::: Given data :::
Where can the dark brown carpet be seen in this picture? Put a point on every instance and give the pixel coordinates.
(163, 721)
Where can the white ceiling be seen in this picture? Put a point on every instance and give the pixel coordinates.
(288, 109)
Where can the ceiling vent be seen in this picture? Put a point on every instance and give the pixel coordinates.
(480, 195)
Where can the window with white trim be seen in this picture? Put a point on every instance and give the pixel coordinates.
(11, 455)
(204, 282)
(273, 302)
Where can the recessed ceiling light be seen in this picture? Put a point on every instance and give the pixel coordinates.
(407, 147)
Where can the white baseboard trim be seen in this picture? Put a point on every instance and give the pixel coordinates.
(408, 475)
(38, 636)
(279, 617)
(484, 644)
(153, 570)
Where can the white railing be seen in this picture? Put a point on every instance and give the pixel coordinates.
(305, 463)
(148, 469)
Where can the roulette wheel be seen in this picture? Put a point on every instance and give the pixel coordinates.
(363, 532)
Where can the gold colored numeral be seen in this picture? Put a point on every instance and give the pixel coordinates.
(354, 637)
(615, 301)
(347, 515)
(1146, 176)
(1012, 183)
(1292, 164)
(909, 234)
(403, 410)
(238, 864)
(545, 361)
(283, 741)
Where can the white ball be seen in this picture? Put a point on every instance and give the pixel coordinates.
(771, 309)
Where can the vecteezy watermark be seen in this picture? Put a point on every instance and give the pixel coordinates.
:::
Where a line contains "Where can the roulette", begin there and output each line through the end of the data above, exactly; give no other lines.

Where can the roulette wheel be seen in this picture? Put a point on every instance and give the pixel coordinates.
(363, 532)
Where can the gold colored numeral be seen in this picture? Put a point on every instance and give the pixel coordinates.
(354, 637)
(615, 301)
(347, 515)
(1146, 176)
(1012, 183)
(1292, 164)
(909, 234)
(403, 410)
(238, 864)
(545, 361)
(283, 741)
Where can the white ball be seen in this picture? Put a point on every instance and give the pixel coordinates.
(771, 309)
Where can the vecteezy watermark be seen in this picture? Put a point on every instance and give the pixel coordinates.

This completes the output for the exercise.